◆ TASK DIRECTIONS ◆
Copy every line of the entries that includes the word "below".

Start of Block

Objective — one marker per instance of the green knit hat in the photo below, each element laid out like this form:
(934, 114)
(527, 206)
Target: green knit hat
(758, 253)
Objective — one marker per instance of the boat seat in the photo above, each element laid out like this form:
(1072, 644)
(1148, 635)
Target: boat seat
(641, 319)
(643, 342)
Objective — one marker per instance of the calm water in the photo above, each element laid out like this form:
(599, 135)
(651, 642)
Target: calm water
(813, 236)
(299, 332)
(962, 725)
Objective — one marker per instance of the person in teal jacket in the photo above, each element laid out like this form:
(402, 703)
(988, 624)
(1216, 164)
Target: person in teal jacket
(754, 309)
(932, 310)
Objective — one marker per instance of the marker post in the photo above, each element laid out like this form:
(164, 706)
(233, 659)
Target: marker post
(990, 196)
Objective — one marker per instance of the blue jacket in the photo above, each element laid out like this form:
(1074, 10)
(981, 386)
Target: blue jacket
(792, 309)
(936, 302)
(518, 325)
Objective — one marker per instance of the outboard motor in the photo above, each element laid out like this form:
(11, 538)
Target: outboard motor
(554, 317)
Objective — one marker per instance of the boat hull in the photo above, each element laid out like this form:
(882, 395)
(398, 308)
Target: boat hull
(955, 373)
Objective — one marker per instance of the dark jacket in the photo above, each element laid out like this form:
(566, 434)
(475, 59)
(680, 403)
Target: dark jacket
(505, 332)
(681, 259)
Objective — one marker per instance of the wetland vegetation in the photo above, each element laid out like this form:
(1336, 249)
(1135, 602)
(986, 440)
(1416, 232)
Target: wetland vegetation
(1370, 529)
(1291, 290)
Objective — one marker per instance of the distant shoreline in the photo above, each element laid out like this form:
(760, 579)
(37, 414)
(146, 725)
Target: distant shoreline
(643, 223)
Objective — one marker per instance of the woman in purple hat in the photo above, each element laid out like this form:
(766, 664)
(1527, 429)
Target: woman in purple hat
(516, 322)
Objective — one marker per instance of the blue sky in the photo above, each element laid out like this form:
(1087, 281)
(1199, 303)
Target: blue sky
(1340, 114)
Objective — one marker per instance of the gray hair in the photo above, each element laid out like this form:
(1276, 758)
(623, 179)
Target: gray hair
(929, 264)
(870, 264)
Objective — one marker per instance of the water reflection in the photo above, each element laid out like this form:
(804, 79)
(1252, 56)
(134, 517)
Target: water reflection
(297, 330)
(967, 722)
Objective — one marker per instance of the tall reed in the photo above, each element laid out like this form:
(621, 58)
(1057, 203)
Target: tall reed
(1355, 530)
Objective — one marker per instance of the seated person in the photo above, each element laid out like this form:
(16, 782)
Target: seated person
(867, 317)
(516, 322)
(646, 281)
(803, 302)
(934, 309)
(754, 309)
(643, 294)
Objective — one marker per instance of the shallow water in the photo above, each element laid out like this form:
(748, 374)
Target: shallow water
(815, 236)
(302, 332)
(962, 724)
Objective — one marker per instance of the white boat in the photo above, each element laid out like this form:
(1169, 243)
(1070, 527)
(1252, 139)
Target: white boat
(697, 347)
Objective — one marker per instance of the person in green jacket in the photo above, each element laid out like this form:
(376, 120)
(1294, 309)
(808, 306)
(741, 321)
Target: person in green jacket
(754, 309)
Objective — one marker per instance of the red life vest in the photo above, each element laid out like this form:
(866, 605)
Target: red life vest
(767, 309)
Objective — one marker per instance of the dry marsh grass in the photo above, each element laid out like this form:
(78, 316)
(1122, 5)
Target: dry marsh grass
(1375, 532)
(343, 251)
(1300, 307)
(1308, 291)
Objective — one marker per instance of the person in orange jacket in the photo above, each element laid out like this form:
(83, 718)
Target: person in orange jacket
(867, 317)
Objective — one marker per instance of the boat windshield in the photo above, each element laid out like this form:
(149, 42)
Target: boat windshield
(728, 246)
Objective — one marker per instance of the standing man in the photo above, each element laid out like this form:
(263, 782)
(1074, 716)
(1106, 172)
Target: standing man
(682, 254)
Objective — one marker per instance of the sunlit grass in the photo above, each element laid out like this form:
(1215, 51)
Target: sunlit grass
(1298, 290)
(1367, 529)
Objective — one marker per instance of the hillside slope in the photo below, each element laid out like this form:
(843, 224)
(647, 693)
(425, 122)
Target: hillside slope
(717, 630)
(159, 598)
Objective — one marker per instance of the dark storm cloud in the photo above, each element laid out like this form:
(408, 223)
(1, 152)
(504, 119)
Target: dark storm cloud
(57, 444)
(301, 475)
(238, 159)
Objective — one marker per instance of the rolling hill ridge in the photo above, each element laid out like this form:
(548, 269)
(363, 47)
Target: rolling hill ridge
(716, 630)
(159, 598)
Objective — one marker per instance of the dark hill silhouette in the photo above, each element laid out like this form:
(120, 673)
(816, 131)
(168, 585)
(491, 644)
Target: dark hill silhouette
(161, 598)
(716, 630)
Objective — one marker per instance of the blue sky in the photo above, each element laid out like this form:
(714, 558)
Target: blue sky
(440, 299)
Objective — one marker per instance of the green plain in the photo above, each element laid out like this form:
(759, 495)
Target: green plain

End of Block

◆ TASK SOLUTION ◆
Objective — one marker per instance of the green knit hat in the photo below, each element laid out like this form:
Objective — one marker per instance of the hillside slope in the photo below, each element laid out like this form:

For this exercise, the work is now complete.